■ EXERCISE ■
Can you copy every one of the entries below word for word, leaving out the pictures?

===== DATA ENTRIES

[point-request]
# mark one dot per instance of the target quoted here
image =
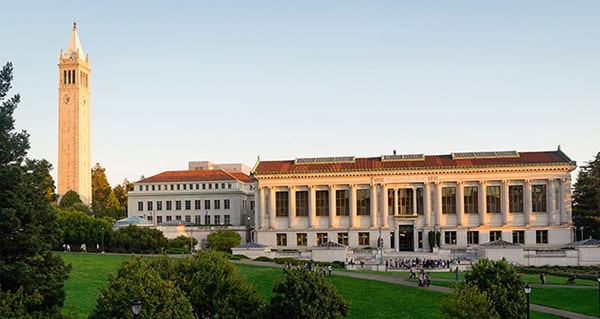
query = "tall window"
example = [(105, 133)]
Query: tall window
[(471, 200), (450, 237), (448, 200), (302, 203), (515, 199), (301, 239), (420, 209), (363, 202), (343, 238), (281, 204), (519, 237), (322, 201), (405, 201), (321, 238), (495, 235), (538, 198), (541, 236), (363, 239), (342, 203), (492, 199), (281, 239)]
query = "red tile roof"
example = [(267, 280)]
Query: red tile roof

==========

■ ANSWER TO THE PROBLEM ■
[point-request]
# mark one dot per instance of the target quoted here
image =
query = "tall window"
example = [(105, 133)]
Query: tall window
[(471, 200), (450, 237), (448, 200), (302, 203), (515, 199), (301, 239), (420, 209), (363, 202), (343, 238), (281, 204), (519, 237), (322, 201), (405, 201), (321, 238), (495, 235), (538, 198), (541, 236), (363, 239), (342, 203), (492, 199), (281, 239)]
query = "red tile roof"
example = [(267, 280)]
Query: red tile roof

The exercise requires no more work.